Whether you’re a blogger, post videos to YouTube, share photos or run your own ecommerce website, it pays to keep abreast of copyright law. Of course, sometimes it pays even more to stay ahead of it. To do either, you first need to understand what you’re dealing with. In the U.S., that means understanding the ins and outs of the Digital Millennium Copyright Act (DMCA).
Even if you’re not producing or publishing content yourself, chances are you’ve seen the effects the DMCA before. Do a Google search for “watch Game of Thrones online,” scroll down to the bottom of the page and you’ll see a notice from Google that the company removed several results from search due copyright complaints received under the act.
The complaints were likely received via HBO lawyers in the form of DMCA takedown notices, which legally oblige Google to remove the results in order to maintain safe harbor from legal action. Such notices are also sent to YouTube to pull videos, and if you host your own website there’s a chance you could be the recipient of one at some point.
During this guide, we’ll give you a full run down of the essentials of DMCA to help you better understand it, discuss how copyright holders often abuse the law to protect their own interests and give you a few tips on how to keep DMCA abuse from sinking your own web endeavors.
In 1996, in response to the growing popularity of the Internet and the opportunities for copyright infringement that came with it, the World Intellectual Property Organization (WIPO), a branch of the United Nations, decided it was time to bring bureaucracy into the mix. It should surprise nobody that lobbyists from both the film and music industry were behind it.
The outcome of the WIPO gathering were two agreements dubbed the Internet Treaties: the WIPO Copyright Treaty and the WIPO Performances and Phonograms Treaty. The goal of these treaties was to extend existing WIPO intellectual property agreements between the countries involved to the Internet. In a nutshell, each UN country was called upon to establish laws to prevent online copyright infringement.

To be done:
(a) Answer these questions from the DMCA guide above:
(i) What Google search does the guide suggest for seeing a removal notice?
(ii) In what year did the World Intellectual Property Organization decide to act on online copyright infringement?
(iii) What were the two agreements known as the Internet Treaties?
(b) Extend the DMCA guide above, picking up after its final sentence.

Records supplied:
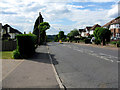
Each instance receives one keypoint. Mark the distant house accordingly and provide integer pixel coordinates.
(114, 26)
(7, 32)
(81, 32)
(93, 28)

Responses per task:
(a)
(i) "watch Game of Thrones online"
(ii) 1996
(iii) The WIPO Copyright Treaty and the WIPO Performances and Phonograms Treaty

(b)
On the surface, the U.S. actually took a fair approach in establishing its own implementation of the Internet Treaties. A consortium of scientists, technologists, content publishers, civil rights leaders and other key interests groups was assembled to build the framework of a law that would protect intellectual property, without damaging the growing Internet economy.
After some wrangling back and forth, on October 28, 1998, President Bill Clinton signed the Digital Millennium Copyright Act into law. While far from perfect and, as we’ll see, in many ways very problematic, the law that came to be could have been far more draconian.
DMCA Takedown Notices and Safe Harbor
One of the concerns of many those assembled to hammer out the details of the DMCA was that it would discourage growth by forcing would-be web entrepreneurs to navigate a legal minefield that would cost more in fines and legal fees than was worth the effort. Without the fight put up by these Internet advocates, it’s a fair bet that the online landscape we known and love today would be far more sparse.
Google, YouTube, Twitter, Flickr, web-hosting services like Bluehost, and many other online service providers (OSPs) are protected by provisions in the DMCA that give them “safe harbor” from prosecution for copyright infringement so long as they adhere to certain guidelines.
The way it works is this: rather than maintain tight control over who is putting what online, OSPs are only required to remove content when notified that that content is in violation of a copyright. Copyright holders can provide such notification by filing a DMCA takedown notice with the OSP. The OSP is the required by law to take the content down.
So long as they do so, and do so in a timely manner, OSPs are generally free from legal consequences. The law calls this “expeditious removal,” though interestingly doesn’t define what that means exactly, but that’s another matter.
On top of that, the OSP must not have been aware the content infringed on copyright to maintain safe harbor, though in most cases such awareness can be hard to prove in court. This is where it actually pays not to have a screening process in place at all. If you’re not evaluating posted content to see if it violates copyright laws, you remain safely in the dark about its presences on your site. When it comes to legal matters, ignorance is indeed bliss.
When an OSP removes offending content in response to a takedown notice, they also have to serve notice of its removal to the individual that posted the content. That individual has the option to file a counter-notice fighting the takedown, which the OSP must then deliver to whomever filed the takedown notice. If the claimant doesn’t reply within ten days, the OSP can restore the removed content.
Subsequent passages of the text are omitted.